Stored items:
--- --- ---
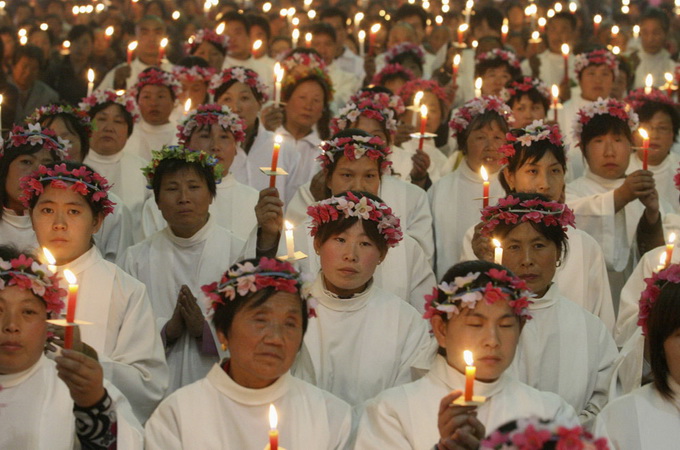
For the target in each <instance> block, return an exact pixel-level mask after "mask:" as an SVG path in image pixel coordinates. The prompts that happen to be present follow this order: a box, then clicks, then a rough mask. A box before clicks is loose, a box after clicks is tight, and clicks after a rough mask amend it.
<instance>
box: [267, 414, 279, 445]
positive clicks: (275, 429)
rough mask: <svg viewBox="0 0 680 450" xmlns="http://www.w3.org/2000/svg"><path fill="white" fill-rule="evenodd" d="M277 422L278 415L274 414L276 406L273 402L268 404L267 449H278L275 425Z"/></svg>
mask: <svg viewBox="0 0 680 450" xmlns="http://www.w3.org/2000/svg"><path fill="white" fill-rule="evenodd" d="M278 422H279V416H278V415H277V414H276V408H274V405H273V404H270V405H269V450H278V448H279V431H278V430H277V429H276V426H277V425H278Z"/></svg>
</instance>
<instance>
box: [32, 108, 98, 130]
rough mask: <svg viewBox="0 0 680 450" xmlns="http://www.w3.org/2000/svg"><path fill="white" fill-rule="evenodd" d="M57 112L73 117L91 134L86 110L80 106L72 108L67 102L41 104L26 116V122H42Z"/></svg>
mask: <svg viewBox="0 0 680 450" xmlns="http://www.w3.org/2000/svg"><path fill="white" fill-rule="evenodd" d="M58 114H66V115H69V116H72V117H75V119H76V120H77V121H78V122H79V123H80V125H82V127H83V128H85V131H86V132H87V135H88V136H91V135H92V120H91V119H90V116H89V115H88V114H87V112H86V111H84V110H82V109H80V108H74V107H73V106H71V105H68V104H57V103H52V104H50V105H46V106H41V107H40V108H37V109H36V110H35V111H33V114H31V115H30V116H28V117H27V118H26V123H42V121H43V120H44V119H46V118H48V117H52V116H56V115H58Z"/></svg>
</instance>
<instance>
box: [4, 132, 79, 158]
mask: <svg viewBox="0 0 680 450" xmlns="http://www.w3.org/2000/svg"><path fill="white" fill-rule="evenodd" d="M26 144H29V145H31V146H39V147H42V148H44V149H46V150H49V151H51V152H54V153H56V155H57V156H58V158H59V159H60V160H66V159H68V157H69V156H68V151H69V150H70V149H71V143H70V142H69V141H67V140H64V139H62V138H60V137H59V136H57V133H55V132H54V131H52V130H50V129H49V128H42V126H41V125H40V123H29V124H26V128H22V127H20V126H18V125H15V126H14V128H12V131H10V133H9V137H8V138H7V143H6V144H5V149H9V148H12V147H19V146H21V145H26Z"/></svg>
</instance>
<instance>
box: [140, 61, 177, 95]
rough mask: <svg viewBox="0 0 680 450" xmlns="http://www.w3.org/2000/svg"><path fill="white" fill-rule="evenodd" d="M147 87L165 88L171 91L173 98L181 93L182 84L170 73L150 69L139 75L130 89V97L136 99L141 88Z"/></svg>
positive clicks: (140, 90) (141, 91)
mask: <svg viewBox="0 0 680 450" xmlns="http://www.w3.org/2000/svg"><path fill="white" fill-rule="evenodd" d="M149 85H151V86H165V87H167V88H168V89H170V90H171V91H172V93H173V94H174V96H175V98H177V97H178V96H179V94H181V93H182V83H180V82H179V80H177V78H175V77H174V75H173V74H172V73H170V72H166V71H165V70H161V69H156V68H155V67H152V68H150V69H147V70H145V71H144V72H141V73H140V74H139V76H138V77H137V83H136V84H135V85H134V86H132V88H131V89H130V95H132V96H133V97H134V98H137V97H138V96H139V93H140V92H142V88H143V87H144V86H149Z"/></svg>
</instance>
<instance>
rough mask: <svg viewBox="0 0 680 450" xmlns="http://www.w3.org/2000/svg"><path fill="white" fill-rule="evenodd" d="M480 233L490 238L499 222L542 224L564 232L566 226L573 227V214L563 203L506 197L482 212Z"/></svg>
mask: <svg viewBox="0 0 680 450" xmlns="http://www.w3.org/2000/svg"><path fill="white" fill-rule="evenodd" d="M482 222H483V223H484V226H483V227H482V230H481V233H482V235H484V236H491V235H492V234H493V230H495V229H496V227H497V226H498V225H500V223H501V222H503V223H505V224H506V225H509V224H518V223H524V222H534V223H541V222H542V223H544V224H545V225H546V226H549V227H550V226H560V227H562V229H563V230H564V231H565V232H566V231H567V226H568V225H570V226H572V227H573V226H574V213H573V212H572V211H571V209H569V207H568V206H567V205H565V204H564V203H558V202H546V201H543V200H541V199H538V198H532V199H530V200H524V201H521V200H520V199H519V198H517V197H513V196H512V195H508V196H507V197H506V198H501V199H499V200H498V204H497V205H494V206H488V207H486V208H485V209H484V210H483V211H482Z"/></svg>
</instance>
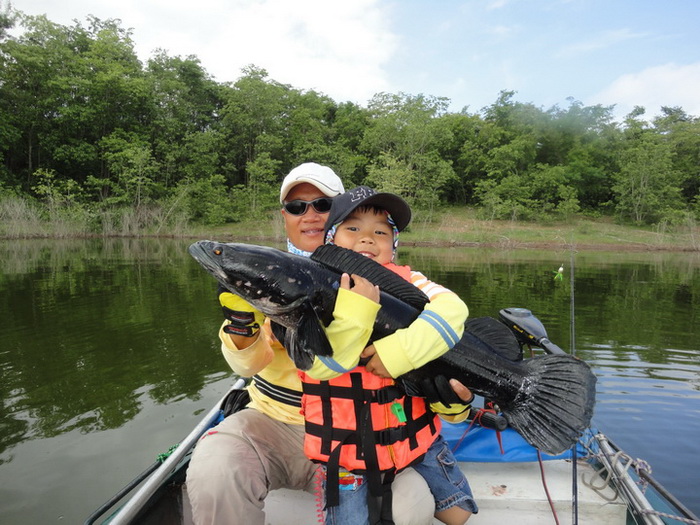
--- --- ---
= ACTIVITY =
Rewrite the whole listing with "positive clicks" switched to "foreground clicks" everywhere and everything else unchanged, omitting the pictures.

= SOLUTION FOR THIS TASK =
For the target in each <instance> block, return an exact pixel-level mask after "mask:" as an SVG path in image pixel coordinates. The prompts that happen to be present follow this order: a box, then clicks, then a rough mask. A box before clicks is loose, a box after clicks is tight, and clicks after a rough mask amend it.
<instance>
box: [267, 414, 279, 445]
foreground clicks: (275, 429)
rough mask: <svg viewBox="0 0 680 450" xmlns="http://www.w3.org/2000/svg"><path fill="white" fill-rule="evenodd" d="M277 422L278 415L274 414L276 406L273 402L268 404L267 449H278L275 425Z"/></svg>
mask: <svg viewBox="0 0 680 450" xmlns="http://www.w3.org/2000/svg"><path fill="white" fill-rule="evenodd" d="M278 422H279V416H278V415H277V414H276V408H274V405H273V404H270V405H269V450H278V448H279V431H278V430H277V429H276V426H277V425H278Z"/></svg>
</instance>
<instance>
box: [32, 108, 98, 130]
rough mask: <svg viewBox="0 0 680 450" xmlns="http://www.w3.org/2000/svg"><path fill="white" fill-rule="evenodd" d="M57 112L73 117L91 134L86 110L80 106L72 108L67 102L41 104L26 116V122H42Z"/></svg>
mask: <svg viewBox="0 0 680 450" xmlns="http://www.w3.org/2000/svg"><path fill="white" fill-rule="evenodd" d="M58 114H66V115H69V116H72V117H75V119H76V120H77V121H78V122H79V123H80V125H82V127H83V128H85V131H86V132H87V135H88V136H91V135H92V120H91V119H90V116H89V115H88V114H87V112H86V111H84V110H82V109H80V108H74V107H73V106H71V105H68V104H57V103H52V104H50V105H46V106H41V107H40V108H37V109H36V110H35V111H33V114H31V115H30V116H28V117H27V118H26V123H42V121H43V120H44V119H46V118H48V117H52V116H56V115H58Z"/></svg>
</instance>
<instance>
box: [4, 132, 79, 158]
mask: <svg viewBox="0 0 680 450" xmlns="http://www.w3.org/2000/svg"><path fill="white" fill-rule="evenodd" d="M26 144H29V145H31V146H39V147H42V148H44V149H46V150H49V151H51V152H54V153H56V155H57V156H58V158H59V159H60V160H66V159H68V157H69V156H68V151H69V150H70V149H71V143H70V142H69V141H67V140H64V139H62V138H60V137H59V136H57V133H55V132H54V131H52V130H50V129H49V128H42V126H41V125H40V123H29V124H26V128H22V127H20V126H18V125H15V126H14V128H12V131H10V133H9V137H8V138H7V143H6V144H5V149H9V148H12V147H19V146H21V145H26Z"/></svg>
</instance>
<instance>
box: [140, 61, 177, 95]
rough mask: <svg viewBox="0 0 680 450" xmlns="http://www.w3.org/2000/svg"><path fill="white" fill-rule="evenodd" d="M147 87L165 88L171 91L173 98L181 93L182 84L170 73L150 69L139 75L130 89V97L136 99L141 88Z"/></svg>
foreground clicks: (140, 90) (141, 91)
mask: <svg viewBox="0 0 680 450" xmlns="http://www.w3.org/2000/svg"><path fill="white" fill-rule="evenodd" d="M149 85H151V86H165V87H167V88H168V89H170V90H171V91H172V93H173V94H174V96H175V98H177V97H178V96H179V94H181V93H182V83H180V82H179V80H177V78H175V77H174V75H173V74H172V73H170V72H166V71H165V70H161V69H156V68H155V67H152V68H150V69H147V70H145V71H144V72H141V73H140V74H139V76H138V77H137V83H136V84H135V85H134V86H132V88H131V89H130V95H132V96H133V97H134V98H137V97H138V96H139V93H140V92H142V88H143V87H144V86H149Z"/></svg>
</instance>
<instance>
rough mask: <svg viewBox="0 0 680 450" xmlns="http://www.w3.org/2000/svg"><path fill="white" fill-rule="evenodd" d="M480 233L490 238L499 222L542 224L564 232L566 226L573 227V214L563 203L506 197L482 212Z"/></svg>
mask: <svg viewBox="0 0 680 450" xmlns="http://www.w3.org/2000/svg"><path fill="white" fill-rule="evenodd" d="M482 222H483V223H484V226H483V227H482V230H481V233H482V235H484V236H491V235H492V234H493V230H495V229H496V227H497V226H498V225H500V223H501V222H503V223H505V224H506V225H509V224H518V223H524V222H534V223H541V222H542V223H544V224H545V225H546V226H549V227H550V226H560V227H562V229H563V230H564V231H565V232H566V231H567V226H568V225H570V226H572V227H573V226H574V213H573V212H572V211H571V209H569V207H568V206H567V205H565V204H564V203H558V202H546V201H543V200H541V199H538V198H532V199H530V200H524V201H521V200H520V199H519V198H517V197H513V196H512V195H508V196H507V197H506V198H501V199H499V200H498V204H497V205H494V206H488V207H486V208H485V209H484V210H483V211H482Z"/></svg>
</instance>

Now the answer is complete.